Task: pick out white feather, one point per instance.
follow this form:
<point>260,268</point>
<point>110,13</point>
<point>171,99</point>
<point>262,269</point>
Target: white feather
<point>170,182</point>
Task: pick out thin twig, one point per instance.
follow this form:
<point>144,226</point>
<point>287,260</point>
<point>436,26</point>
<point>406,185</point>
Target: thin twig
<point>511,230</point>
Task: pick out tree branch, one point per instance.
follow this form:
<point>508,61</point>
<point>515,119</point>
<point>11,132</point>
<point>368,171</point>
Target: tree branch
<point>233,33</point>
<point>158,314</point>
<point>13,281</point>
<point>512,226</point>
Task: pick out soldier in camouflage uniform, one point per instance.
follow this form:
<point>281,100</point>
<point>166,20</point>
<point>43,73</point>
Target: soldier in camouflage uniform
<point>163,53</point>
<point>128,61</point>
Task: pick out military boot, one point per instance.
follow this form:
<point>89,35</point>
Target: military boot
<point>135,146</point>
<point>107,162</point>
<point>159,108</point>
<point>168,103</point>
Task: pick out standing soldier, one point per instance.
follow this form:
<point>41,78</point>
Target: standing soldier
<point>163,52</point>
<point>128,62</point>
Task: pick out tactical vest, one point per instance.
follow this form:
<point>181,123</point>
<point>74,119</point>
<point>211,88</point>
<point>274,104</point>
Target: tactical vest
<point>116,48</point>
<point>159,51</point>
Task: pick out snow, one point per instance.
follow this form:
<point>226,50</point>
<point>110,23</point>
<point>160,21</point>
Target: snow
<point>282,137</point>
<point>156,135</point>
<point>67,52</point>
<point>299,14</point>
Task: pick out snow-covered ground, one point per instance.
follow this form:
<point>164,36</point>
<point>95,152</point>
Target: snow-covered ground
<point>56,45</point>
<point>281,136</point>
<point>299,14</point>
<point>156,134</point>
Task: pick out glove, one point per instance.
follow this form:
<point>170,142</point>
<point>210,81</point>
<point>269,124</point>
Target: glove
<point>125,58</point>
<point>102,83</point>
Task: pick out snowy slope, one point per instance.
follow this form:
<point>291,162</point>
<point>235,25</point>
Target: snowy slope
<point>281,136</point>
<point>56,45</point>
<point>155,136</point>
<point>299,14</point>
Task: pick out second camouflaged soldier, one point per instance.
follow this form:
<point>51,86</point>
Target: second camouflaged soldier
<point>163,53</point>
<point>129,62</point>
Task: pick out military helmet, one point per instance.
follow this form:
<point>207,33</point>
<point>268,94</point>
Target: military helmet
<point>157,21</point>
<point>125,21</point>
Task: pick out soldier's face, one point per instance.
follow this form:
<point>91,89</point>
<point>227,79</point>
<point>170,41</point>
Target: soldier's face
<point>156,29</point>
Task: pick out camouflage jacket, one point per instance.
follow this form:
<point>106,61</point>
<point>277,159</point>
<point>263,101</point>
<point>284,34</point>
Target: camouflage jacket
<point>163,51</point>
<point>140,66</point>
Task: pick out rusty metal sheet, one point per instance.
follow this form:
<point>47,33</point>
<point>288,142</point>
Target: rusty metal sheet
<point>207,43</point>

● GIVEN REQUEST
Convert every line of all the items above into a Markdown table with the columns "Row" and "Line", numbering the rows in order and leaving out blank lines.

● COMPLETED TASK
| Row | Line |
|---|---|
| 1 | Task: pick out white feather, one point per instance. |
| 2 | follow this form: |
| 3 | <point>260,268</point> |
| 4 | <point>110,13</point> |
| 5 | <point>171,99</point> |
| 6 | <point>262,269</point> |
| 7 | Target: white feather |
| 8 | <point>170,182</point> |
| 9 | Task: pick out thin twig, one point per instance. |
| 10 | follow this form: |
| 11 | <point>144,226</point> |
| 12 | <point>287,260</point> |
| 13 | <point>436,26</point> |
| 14 | <point>406,185</point> |
| 15 | Target: thin twig |
| 16 | <point>511,230</point> |
| 17 | Task: pick out tree branch, one point per instance. |
| 18 | follow this form: |
| 19 | <point>508,61</point> |
| 20 | <point>515,119</point> |
| 21 | <point>11,132</point> |
| 22 | <point>368,171</point> |
| 23 | Target: tree branch |
| 24 | <point>233,33</point> |
| 25 | <point>158,314</point> |
| 26 | <point>13,281</point> |
| 27 | <point>512,226</point> |
| 28 | Task: pick out soldier in camouflage uniform, one point per instance. |
| 29 | follow this form: |
| 30 | <point>281,100</point> |
| 31 | <point>166,20</point> |
| 32 | <point>43,73</point> |
| 33 | Target: soldier in camouflage uniform |
| 34 | <point>163,53</point> |
| 35 | <point>128,61</point> |
| 36 | Task: pick out military boot, one point per instance. |
| 37 | follow this form: |
| 38 | <point>89,35</point> |
| 39 | Target: military boot |
| 40 | <point>135,146</point> |
| 41 | <point>107,162</point> |
| 42 | <point>159,108</point> |
| 43 | <point>168,103</point> |
| 44 | Task: pick out standing soldier, one point per instance. |
| 45 | follow this form: |
| 46 | <point>41,78</point> |
| 47 | Target: standing soldier |
| 48 | <point>163,52</point> |
| 49 | <point>128,62</point> |
| 50 | Task: pick out tactical vest, one point per instance. |
| 51 | follow this form: |
| 52 | <point>181,123</point> |
| 53 | <point>74,119</point> |
| 54 | <point>211,88</point> |
| 55 | <point>274,104</point> |
| 56 | Target: tactical vest |
| 57 | <point>116,48</point> |
| 58 | <point>159,51</point> |
| 59 | Task: pick out snow, one point per instance. |
| 60 | follow this form: |
| 61 | <point>226,50</point> |
| 62 | <point>110,23</point> |
| 63 | <point>160,21</point> |
| 64 | Target: snow |
| 65 | <point>282,137</point> |
| 66 | <point>156,135</point> |
| 67 | <point>67,52</point> |
| 68 | <point>299,14</point> |
| 69 | Task: pick out snow-covered ground, one point per instance. |
| 70 | follow this form: |
| 71 | <point>164,36</point> |
| 72 | <point>95,152</point> |
| 73 | Target: snow-covered ground |
| 74 | <point>56,45</point> |
| 75 | <point>281,136</point> |
| 76 | <point>299,14</point> |
| 77 | <point>156,134</point> |
| 78 | Task: pick out glove, one point per instance. |
| 79 | follow this form: |
| 80 | <point>170,142</point> |
| 81 | <point>210,81</point> |
| 82 | <point>269,124</point> |
| 83 | Target: glove |
| 84 | <point>125,58</point> |
| 85 | <point>102,83</point> |
| 86 | Task: pick out snowy slope, one point per instance. |
| 87 | follow this form: |
| 88 | <point>291,162</point> |
| 89 | <point>235,25</point> |
| 90 | Target: snowy slope |
| 91 | <point>281,136</point> |
| 92 | <point>56,45</point> |
| 93 | <point>155,136</point> |
| 94 | <point>299,14</point> |
| 95 | Task: pick out second camouflaged soldier, one point per instance. |
| 96 | follow this form: |
| 97 | <point>51,86</point> |
| 98 | Target: second camouflaged soldier |
| 99 | <point>163,53</point> |
| 100 | <point>129,62</point> |
| 101 | Task: pick out military helmet, one point per instance. |
| 102 | follow this form: |
| 103 | <point>207,33</point> |
| 104 | <point>268,94</point> |
| 105 | Target: military helmet |
| 106 | <point>157,21</point> |
| 107 | <point>125,21</point> |
| 108 | Task: pick out soldier's face, one point per instance. |
| 109 | follow this form: |
| 110 | <point>91,89</point> |
| 111 | <point>227,79</point> |
| 112 | <point>170,41</point> |
| 113 | Target: soldier's face |
| 114 | <point>156,29</point> |
| 115 | Task: pick out camouflage jacket, one point per instance. |
| 116 | follow this form: |
| 117 | <point>106,61</point> |
| 118 | <point>277,159</point> |
| 119 | <point>263,101</point> |
| 120 | <point>284,34</point> |
| 121 | Target: camouflage jacket |
| 122 | <point>163,51</point> |
| 123 | <point>140,66</point> |
| 124 | Task: pick out rusty metal sheet, one point per instance. |
| 125 | follow this form: |
| 126 | <point>47,33</point> |
| 127 | <point>288,142</point> |
| 128 | Target: rusty metal sheet |
| 129 | <point>207,43</point> |